[GIVEN DATA — start]

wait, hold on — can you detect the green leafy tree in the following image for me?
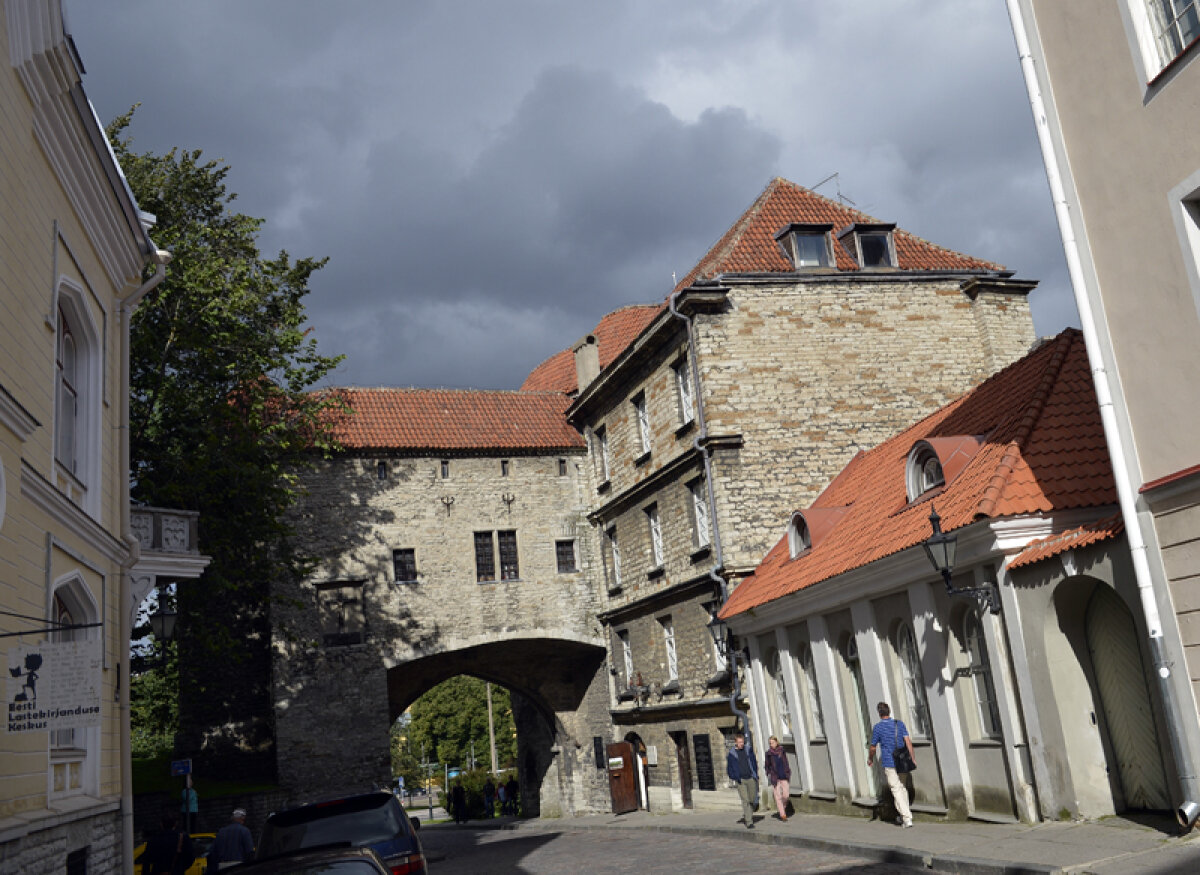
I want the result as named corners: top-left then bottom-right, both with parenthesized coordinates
top-left (130, 642), bottom-right (178, 759)
top-left (407, 677), bottom-right (517, 775)
top-left (110, 108), bottom-right (343, 776)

[GIVEN DATA — finish]

▶ **ACTIVITY**
From the line containing "I want the result" through the last line of the records above, reproduce every line exactly.

▶ **ANSWER TO THIS PROBLEM**
I want the result as named corners: top-left then bottom-right, both with parenthesized coordinates
top-left (130, 642), bottom-right (178, 759)
top-left (407, 677), bottom-right (517, 775)
top-left (110, 108), bottom-right (343, 776)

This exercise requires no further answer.